Reproduce every record below, substituting "placing" wherever "dropping" occurs and keeping everything else the same. Omit the pictures from your output.
::::::::
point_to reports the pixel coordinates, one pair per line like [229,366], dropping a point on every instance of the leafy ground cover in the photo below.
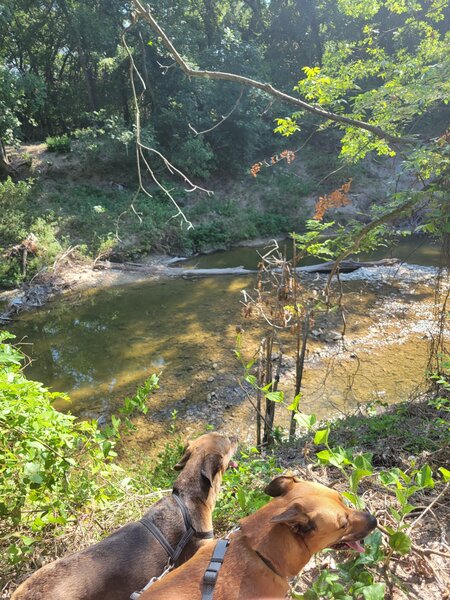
[67,485]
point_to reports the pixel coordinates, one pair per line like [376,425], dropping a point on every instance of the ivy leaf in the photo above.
[321,436]
[400,542]
[275,396]
[375,591]
[445,473]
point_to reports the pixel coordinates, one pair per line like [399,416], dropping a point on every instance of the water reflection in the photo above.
[95,343]
[98,345]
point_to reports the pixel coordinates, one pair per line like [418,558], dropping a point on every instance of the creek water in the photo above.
[98,345]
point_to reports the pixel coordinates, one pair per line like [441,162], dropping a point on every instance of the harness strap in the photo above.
[212,571]
[174,555]
[148,523]
[184,511]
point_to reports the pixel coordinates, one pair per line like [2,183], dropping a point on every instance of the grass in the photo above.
[242,493]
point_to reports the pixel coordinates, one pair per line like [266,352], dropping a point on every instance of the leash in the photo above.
[212,570]
[174,554]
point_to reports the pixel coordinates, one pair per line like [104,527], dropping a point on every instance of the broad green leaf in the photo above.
[445,473]
[400,542]
[376,591]
[424,477]
[275,396]
[304,420]
[321,436]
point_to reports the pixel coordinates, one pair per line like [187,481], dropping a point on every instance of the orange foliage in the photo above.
[334,200]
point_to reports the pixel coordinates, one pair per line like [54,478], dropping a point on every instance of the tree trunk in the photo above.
[6,170]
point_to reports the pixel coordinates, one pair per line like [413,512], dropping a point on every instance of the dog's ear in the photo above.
[184,459]
[280,486]
[210,467]
[296,517]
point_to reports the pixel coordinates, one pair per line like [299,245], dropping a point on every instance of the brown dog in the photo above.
[125,561]
[272,545]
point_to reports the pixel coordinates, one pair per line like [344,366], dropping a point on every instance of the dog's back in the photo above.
[125,561]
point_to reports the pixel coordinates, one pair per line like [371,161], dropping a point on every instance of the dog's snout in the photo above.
[371,521]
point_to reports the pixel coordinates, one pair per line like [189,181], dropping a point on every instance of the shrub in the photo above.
[51,464]
[195,157]
[58,143]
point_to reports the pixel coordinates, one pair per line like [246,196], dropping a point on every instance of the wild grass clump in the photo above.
[58,143]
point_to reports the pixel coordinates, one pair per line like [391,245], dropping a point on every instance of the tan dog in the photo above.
[272,545]
[125,561]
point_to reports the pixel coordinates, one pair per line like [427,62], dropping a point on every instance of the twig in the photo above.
[428,508]
[265,87]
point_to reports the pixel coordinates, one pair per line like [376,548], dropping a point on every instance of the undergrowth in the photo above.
[63,488]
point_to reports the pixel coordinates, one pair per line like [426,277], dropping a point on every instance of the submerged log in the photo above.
[345,267]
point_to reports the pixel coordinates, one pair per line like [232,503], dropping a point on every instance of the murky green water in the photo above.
[99,345]
[415,249]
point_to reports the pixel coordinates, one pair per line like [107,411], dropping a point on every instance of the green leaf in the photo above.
[375,591]
[106,448]
[324,456]
[445,473]
[424,477]
[321,436]
[275,396]
[304,420]
[400,542]
[295,402]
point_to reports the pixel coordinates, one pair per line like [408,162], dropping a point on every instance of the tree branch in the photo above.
[146,14]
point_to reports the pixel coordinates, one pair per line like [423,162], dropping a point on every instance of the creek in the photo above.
[98,345]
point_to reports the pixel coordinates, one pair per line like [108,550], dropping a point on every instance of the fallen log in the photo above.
[326,267]
[347,266]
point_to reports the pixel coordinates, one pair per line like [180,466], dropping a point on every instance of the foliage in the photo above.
[52,465]
[20,221]
[58,143]
[195,157]
[242,487]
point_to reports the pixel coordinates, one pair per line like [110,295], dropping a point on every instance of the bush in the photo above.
[58,143]
[195,157]
[51,464]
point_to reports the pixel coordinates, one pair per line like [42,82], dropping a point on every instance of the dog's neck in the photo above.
[199,499]
[275,542]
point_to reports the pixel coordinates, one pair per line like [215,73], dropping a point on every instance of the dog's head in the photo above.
[317,514]
[209,456]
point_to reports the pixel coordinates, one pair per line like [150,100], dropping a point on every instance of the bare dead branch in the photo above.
[146,14]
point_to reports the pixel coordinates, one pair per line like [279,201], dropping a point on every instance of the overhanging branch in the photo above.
[146,14]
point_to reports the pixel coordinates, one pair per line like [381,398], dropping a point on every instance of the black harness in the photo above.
[212,571]
[173,554]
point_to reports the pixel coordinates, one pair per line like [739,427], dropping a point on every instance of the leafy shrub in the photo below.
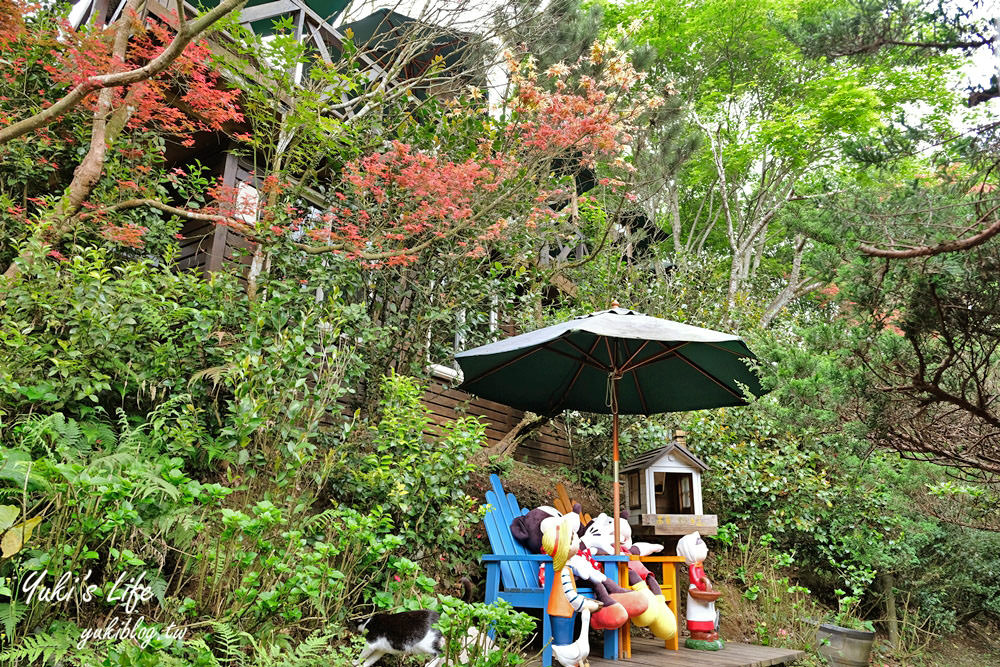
::::::::
Written response:
point_to reports the pixel coordinates, one pair per line like [229,366], placing a point on every instance of the leafy ground cover in the photo below.
[67,485]
point_to reports the pixel coordinates, one pair per line like [376,425], placing a point on every instance of the ivy leaf in the photo above.
[321,436]
[400,542]
[275,396]
[375,591]
[445,473]
point_to reports the pixel coordinates, one pair per line like [399,416], placing a point on every instance of the water reflection in the photo above.
[95,343]
[98,345]
point_to reports the pixel coordinates, one pair per line like [418,558], placing a point on every instance of the creek water in the photo above.
[98,345]
point_to reports the pixel coordinates, one pair per line like [441,162], placing a point on every instance of the harness strap in the photo above.
[212,571]
[174,555]
[148,523]
[184,511]
point_to reports the pixel coordinates, one pair per line like [2,183], placing a point on every instance of the grass in the photo above.
[242,493]
point_to reports the pixel coordinates, one pair per line like [266,352], placing a point on every instance of the leash in the photo above.
[212,570]
[174,554]
point_to reports the pixel coordinates, one pair per line like [104,527], placing a point on every instance of the broad green leaf in the photo above.
[445,473]
[400,542]
[376,591]
[424,477]
[275,396]
[304,420]
[321,436]
point_to reports the pixel coordinates, one pair per line like [187,481], placing a point on every instance of the orange foliage in the photo above.
[334,200]
point_to reports the pixel coordinates, one pair per line like [54,478], placing a point on every instance of the tree trunk in the photo above.
[6,170]
point_to reports the pixel coordinates, one pair per line like [413,512], placing a point on every instance of the dog's ear in the photo above.
[184,459]
[280,486]
[210,467]
[296,517]
point_to reports the pixel coordinates, one pair per line like [299,245], placing a point on every instance of the brown dog in the photo above.
[125,561]
[272,545]
point_to reports the pixel coordinates, one pair per line like [344,366], placing a point on every instance of the dog's back in the photo above.
[125,561]
point_to reports the pixel coordinates, one pair per line like [371,161], placing a point on every instance of the dog's snout in the photo above.
[371,521]
point_to reports the pixel coordinates, one pair per line like [189,181], placing a point on every instance of the shrub in the photo above.
[51,464]
[195,157]
[58,143]
point_to reports the pixel coordinates, one pair per line like [246,196], placing a point on every instance of the wild grass clump in the photo above.
[58,143]
point_to reports the pixel coordinates, one pair per line like [391,245], placing a point on every instance of the tan dog in the photo above.
[272,545]
[125,561]
point_to reports the pixel coordinates, one pair per line like [427,62], placing a point on every instance of the twig in the photo above.
[428,508]
[265,87]
point_to reports the pixel coordinates, one pair per line like [376,548], placing a point on every instance of the undergrowth in the photo above.
[63,488]
point_to reports the pixel coordinates, one pair per line like [426,277], placing a point on every instance of the submerged log in the photo above.
[345,267]
point_to reports the pixel coordinates, one pair per line like [232,503], placing a point on every instance of the murky green water in the photo above.
[99,345]
[415,249]
point_to reports the pixel coordinates, one pair per line like [107,411], placing a point on every instance of the green leaf in the photo above.
[375,591]
[106,448]
[324,456]
[445,473]
[424,477]
[321,436]
[275,396]
[304,420]
[400,542]
[295,402]
point_to reports the pixel coordinates, one pair per line like [408,162], placing a point on every instance of the tree branch in the photo above.
[146,14]
point_to reports the pixel coordinates, one pair per line like [423,162], placing a point on every instance of the creek in the photo above.
[98,345]
point_to reports the pixel coordinates, one pair per line like [108,550], placing a point on every instance of the fallen log in the photo above.
[326,267]
[347,266]
point_to reports the pixel coordinates, one pair per line like [180,466], placing a point on every instance of the foliage in the photo above.
[52,465]
[20,221]
[58,143]
[195,157]
[242,487]
point_to reports the pixel coordinates, one pair per line like [110,295], placing a point on every instance of the bush in the photo above.
[58,143]
[195,157]
[51,464]
point_to reports the pixel coordinates, one pair per line like [42,82], placing a point on every instance of the dog's neck in the photo above.
[199,499]
[275,542]
point_to reports the pixel coordinates, one pair per line like [215,73], placing a point on every instance of the dog's head in the photo above.
[317,514]
[209,456]
point_to reports the pixel coordinates, one pair per line like [150,100], placing a point on every instance of the bare dead branch in the photo above.
[146,14]
point_to reports the pixel coordinates, one pair per line like [279,201], placing a point on every instance of the overhanging branch in the photo above.
[146,14]
point_to reports the pixel coordinates, one pair per line like [381,398], placing a point on every instance of the black harness in the photo above.
[212,571]
[173,554]
point_to reports the pixel coordinates, one pair per line like [739,427], placing a point on every instance of the leafy shrub in the photo below.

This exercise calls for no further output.